**Brief:** Show each line of the rows below that contains the string "jagged", copying the whole line. Case counts.

**Provided records:**
· · ·
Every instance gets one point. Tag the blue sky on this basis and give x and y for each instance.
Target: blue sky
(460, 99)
· · ·
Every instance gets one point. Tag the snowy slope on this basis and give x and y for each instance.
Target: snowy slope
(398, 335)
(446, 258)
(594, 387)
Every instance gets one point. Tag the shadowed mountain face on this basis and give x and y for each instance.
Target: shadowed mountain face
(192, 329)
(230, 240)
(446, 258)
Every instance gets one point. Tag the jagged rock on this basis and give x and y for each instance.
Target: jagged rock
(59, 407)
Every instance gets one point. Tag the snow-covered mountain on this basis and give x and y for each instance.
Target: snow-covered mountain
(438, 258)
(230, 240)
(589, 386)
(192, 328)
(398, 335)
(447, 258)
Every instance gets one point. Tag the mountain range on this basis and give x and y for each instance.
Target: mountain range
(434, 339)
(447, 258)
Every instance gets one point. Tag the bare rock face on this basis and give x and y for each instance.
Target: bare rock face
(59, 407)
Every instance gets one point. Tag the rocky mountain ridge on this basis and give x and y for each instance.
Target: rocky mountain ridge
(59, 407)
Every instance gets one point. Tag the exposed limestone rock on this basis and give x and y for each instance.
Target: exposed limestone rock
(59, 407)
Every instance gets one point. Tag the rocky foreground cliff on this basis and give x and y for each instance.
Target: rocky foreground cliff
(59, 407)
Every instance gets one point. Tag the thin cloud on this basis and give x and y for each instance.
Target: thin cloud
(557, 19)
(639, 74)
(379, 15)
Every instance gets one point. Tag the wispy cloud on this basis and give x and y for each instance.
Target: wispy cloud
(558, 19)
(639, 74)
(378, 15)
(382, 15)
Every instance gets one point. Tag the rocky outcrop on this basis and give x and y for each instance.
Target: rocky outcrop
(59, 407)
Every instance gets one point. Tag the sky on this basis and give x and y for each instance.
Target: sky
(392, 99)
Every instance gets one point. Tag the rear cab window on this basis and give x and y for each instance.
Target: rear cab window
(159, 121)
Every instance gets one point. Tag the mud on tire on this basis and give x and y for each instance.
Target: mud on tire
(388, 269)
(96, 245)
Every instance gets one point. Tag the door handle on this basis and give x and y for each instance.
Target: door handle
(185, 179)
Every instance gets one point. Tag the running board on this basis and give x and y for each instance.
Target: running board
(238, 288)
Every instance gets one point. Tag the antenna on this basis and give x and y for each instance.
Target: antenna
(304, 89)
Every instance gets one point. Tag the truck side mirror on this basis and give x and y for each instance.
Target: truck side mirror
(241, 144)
· · ·
**Reply:**
Every instance gets one point. Tag the jagged rock on this basis and give x and y for each instance.
Target: jagged rock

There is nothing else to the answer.